Task details: Repeat verbatim every line of the material, beginning at the line that holds "Point to the double" and ending at its last line.

[Point annotation records]
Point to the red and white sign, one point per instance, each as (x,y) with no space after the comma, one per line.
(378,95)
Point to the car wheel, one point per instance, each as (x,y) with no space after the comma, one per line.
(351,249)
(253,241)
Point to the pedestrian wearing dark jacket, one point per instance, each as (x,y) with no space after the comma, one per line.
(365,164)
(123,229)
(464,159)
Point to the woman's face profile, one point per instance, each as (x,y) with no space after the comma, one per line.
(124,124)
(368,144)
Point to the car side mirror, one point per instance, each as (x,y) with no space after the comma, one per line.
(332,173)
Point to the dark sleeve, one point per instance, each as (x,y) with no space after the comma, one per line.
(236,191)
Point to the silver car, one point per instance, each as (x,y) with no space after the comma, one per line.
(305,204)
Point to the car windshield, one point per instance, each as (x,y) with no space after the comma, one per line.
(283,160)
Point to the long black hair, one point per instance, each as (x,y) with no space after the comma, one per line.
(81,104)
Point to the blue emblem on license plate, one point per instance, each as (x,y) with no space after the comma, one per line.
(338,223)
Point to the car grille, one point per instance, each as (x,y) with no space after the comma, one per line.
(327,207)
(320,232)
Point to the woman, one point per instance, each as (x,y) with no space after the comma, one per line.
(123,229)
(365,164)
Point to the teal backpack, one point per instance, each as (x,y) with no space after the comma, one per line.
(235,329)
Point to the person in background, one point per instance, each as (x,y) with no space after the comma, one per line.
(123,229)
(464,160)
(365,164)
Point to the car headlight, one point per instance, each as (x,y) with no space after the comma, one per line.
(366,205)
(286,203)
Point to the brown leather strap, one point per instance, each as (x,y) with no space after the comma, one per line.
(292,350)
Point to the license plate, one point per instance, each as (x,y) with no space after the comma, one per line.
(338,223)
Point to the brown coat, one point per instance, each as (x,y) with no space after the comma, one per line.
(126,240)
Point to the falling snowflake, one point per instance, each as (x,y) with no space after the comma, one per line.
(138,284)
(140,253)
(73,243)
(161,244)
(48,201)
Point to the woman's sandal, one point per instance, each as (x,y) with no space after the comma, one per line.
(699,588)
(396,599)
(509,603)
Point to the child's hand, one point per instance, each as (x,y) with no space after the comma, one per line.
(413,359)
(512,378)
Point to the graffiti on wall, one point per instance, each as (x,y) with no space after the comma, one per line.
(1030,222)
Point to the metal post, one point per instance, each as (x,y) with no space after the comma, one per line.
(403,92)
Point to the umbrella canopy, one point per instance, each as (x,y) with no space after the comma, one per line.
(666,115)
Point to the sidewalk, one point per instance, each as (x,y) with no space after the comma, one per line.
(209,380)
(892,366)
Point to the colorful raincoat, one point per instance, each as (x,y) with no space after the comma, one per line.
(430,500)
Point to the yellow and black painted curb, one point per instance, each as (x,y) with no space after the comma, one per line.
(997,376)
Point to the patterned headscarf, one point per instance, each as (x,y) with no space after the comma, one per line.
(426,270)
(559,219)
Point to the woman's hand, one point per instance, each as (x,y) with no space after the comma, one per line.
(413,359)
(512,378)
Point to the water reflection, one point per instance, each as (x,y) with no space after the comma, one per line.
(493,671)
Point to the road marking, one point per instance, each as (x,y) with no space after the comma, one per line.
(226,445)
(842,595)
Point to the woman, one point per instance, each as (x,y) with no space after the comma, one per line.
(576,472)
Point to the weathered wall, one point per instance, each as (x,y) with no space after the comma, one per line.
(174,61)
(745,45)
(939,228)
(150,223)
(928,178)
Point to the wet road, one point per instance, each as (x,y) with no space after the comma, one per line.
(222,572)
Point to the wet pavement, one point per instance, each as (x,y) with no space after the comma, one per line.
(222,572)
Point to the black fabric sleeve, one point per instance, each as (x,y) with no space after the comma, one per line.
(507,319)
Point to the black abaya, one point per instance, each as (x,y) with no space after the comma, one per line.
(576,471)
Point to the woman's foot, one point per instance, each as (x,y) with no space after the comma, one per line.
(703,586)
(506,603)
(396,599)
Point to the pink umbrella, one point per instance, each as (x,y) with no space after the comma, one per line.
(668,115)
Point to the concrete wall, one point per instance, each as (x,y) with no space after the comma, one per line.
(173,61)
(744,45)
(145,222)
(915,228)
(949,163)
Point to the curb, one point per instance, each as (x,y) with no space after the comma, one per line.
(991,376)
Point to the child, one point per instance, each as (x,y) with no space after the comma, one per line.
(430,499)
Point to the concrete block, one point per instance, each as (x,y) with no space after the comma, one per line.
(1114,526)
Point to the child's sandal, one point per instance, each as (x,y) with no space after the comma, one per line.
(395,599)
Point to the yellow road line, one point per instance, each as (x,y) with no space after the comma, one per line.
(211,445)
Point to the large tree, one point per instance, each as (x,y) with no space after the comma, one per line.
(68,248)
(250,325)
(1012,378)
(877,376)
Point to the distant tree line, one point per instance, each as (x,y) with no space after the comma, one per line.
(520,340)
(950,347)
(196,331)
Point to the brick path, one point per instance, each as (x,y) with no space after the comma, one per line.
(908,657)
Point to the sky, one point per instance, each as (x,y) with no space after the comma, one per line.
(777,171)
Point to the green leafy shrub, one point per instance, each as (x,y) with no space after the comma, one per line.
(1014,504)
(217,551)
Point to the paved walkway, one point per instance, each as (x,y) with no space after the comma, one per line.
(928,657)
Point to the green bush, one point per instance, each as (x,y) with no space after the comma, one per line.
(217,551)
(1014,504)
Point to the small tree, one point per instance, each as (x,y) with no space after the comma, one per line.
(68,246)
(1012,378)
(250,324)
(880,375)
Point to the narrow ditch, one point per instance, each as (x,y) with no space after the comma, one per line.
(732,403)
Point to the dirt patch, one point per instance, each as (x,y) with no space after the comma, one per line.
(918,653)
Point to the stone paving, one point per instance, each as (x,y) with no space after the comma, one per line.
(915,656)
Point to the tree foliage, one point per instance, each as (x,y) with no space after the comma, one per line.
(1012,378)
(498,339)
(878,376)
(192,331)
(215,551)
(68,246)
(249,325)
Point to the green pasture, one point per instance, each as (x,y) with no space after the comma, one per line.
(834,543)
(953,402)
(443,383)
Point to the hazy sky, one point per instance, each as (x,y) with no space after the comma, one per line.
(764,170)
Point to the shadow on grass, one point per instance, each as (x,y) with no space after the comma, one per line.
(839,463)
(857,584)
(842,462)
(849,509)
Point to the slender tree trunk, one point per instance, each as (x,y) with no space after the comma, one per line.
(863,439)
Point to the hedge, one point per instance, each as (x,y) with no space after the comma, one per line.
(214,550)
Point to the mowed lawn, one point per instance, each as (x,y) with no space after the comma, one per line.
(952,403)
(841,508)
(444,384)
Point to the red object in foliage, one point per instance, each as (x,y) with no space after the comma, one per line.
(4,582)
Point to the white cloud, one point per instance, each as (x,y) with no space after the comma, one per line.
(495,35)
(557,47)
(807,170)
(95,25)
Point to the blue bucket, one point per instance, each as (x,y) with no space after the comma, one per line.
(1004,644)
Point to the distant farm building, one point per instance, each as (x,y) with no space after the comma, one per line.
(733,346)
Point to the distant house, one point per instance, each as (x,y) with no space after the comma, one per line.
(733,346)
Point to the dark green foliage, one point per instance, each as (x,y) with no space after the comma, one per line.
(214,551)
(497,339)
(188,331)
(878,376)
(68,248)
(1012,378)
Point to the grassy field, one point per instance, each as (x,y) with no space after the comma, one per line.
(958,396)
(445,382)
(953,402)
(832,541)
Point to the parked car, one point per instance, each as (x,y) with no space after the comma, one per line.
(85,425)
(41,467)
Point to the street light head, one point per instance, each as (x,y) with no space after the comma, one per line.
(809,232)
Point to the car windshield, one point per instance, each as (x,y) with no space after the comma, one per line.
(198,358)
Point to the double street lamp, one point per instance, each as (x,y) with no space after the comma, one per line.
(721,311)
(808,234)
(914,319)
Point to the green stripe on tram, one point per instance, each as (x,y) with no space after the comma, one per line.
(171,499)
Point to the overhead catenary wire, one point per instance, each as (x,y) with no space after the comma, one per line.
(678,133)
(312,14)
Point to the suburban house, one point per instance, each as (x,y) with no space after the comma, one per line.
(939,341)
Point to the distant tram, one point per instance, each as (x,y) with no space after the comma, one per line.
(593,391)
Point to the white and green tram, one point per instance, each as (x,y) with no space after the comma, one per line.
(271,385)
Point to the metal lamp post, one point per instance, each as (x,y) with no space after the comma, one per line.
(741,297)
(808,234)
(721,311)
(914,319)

Answer below:
Point to the double street lamp, one point per instance, each as (x,y) with no space after the comma, one per line.
(721,311)
(808,234)
(914,319)
Point to the green stripe on tram, one point per instance, each as (x,y) with no space after the comma, one per line.
(171,499)
Point to the overhead catenary wire, one point per instance, each as (x,y) with no space after the comma, one per line.
(678,133)
(312,14)
Point to the suburban house, one point per instance, each as (x,y) with no space after the comma, one per line.
(939,341)
Point to the distant tram, one point per instance, each as (x,y) with no space after the comma, one per line.
(593,391)
Point to the white and green tram, one point per instance, each as (x,y) with no space after the comma, one per line.
(271,385)
Point to the metal lamp post, one point per instance, each as (x,y) with no space after the comma, one per line.
(741,297)
(808,234)
(721,311)
(914,319)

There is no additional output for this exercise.